- _Objective A_
In the passage on outlining, substitute "Patron Saint" for "Small God" and give the text between "As I’ve mentioned" and "first, I outline.", inclusive.

>> Start Document segment

Finished Book 3 Outline, Three Scenes into Book 4 — and the mysterious origins of the funny bits.

As I’ve mentioned before, I outline. One 30-word sentence per chapter (knowing even as I do it that I will write extra, unexpected scenes; will write AGAINST some planned, outlined scenes; and will come up with some shit out of nowhere that suddenly has to be in the book, and that changes everything).

Mine is a messy, gory, grubby process that leaves a lot of bent and broken stuff in its wake — which is why I am the Small God of ferocious One Pass Revision.

But first, I outline. 

And today I finished the Book 3 outline, and got three GOOD scenes into book 4.

Things are twisting, shifty, getting messy and scary and grim in the main storyline — and the funny stuff never appears in the outline. The funny stuff only happens when I’m actually writing, when my Node Of Perversity observes that one character has a bad addiction… and then follows another character unknowingly feeding that character’s addiction to its logical conclusion.

>> End Document segment
>> Start Data supplied

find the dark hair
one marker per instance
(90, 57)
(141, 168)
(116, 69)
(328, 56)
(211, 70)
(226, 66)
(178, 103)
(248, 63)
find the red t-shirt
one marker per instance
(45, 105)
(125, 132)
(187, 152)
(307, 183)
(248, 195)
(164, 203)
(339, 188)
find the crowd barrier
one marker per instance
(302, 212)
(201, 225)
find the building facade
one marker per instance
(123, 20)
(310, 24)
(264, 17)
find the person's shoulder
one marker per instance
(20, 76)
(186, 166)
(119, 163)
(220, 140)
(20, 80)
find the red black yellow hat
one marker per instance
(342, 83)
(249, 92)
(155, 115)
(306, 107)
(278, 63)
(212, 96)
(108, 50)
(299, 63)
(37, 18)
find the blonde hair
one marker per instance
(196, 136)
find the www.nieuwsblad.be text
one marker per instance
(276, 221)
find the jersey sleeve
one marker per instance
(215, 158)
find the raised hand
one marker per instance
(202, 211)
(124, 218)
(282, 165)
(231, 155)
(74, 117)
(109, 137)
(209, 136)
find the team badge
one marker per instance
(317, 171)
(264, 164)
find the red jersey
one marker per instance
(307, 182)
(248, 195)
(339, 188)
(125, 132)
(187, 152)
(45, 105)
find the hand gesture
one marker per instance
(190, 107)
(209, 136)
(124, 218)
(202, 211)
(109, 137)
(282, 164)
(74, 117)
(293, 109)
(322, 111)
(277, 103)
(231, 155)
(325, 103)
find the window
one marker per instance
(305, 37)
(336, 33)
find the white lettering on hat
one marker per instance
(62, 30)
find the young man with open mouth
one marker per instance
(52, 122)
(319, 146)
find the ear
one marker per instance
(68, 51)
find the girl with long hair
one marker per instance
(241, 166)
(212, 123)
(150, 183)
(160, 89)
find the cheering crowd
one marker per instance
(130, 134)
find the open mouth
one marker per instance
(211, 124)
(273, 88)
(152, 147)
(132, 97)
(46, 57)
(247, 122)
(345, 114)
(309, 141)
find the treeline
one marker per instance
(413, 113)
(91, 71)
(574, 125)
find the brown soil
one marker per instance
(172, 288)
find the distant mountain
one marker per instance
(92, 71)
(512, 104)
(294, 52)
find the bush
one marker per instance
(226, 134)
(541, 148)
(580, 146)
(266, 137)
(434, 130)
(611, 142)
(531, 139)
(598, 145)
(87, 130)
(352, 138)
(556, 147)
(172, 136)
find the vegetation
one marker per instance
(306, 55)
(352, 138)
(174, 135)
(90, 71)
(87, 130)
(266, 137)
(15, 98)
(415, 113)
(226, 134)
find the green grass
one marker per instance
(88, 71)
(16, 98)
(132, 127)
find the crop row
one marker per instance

>> End Data supplied

- _Objective B_
Return each line of the listing that contains the string "hair". Case counts.

- _Complete response A_
As I’ve mentioned before, I outline. One 30-word sentence per chapter (knowing even as I do it that I will write extra, unexpected scenes; will write AGAINST some planned, outlined scenes; and will come up with some shit out of nowhere that suddenly has to be in the book, and that changes everything).

Mine is a messy, gory, grubby process that leaves a lot of bent and broken stuff in its wake — which is why I am the Patron Saint of ferocious One Pass Revision.

But first, I outline.

- _Complete response B_
find the dark hair
find the blonde hair
find the girl with long hair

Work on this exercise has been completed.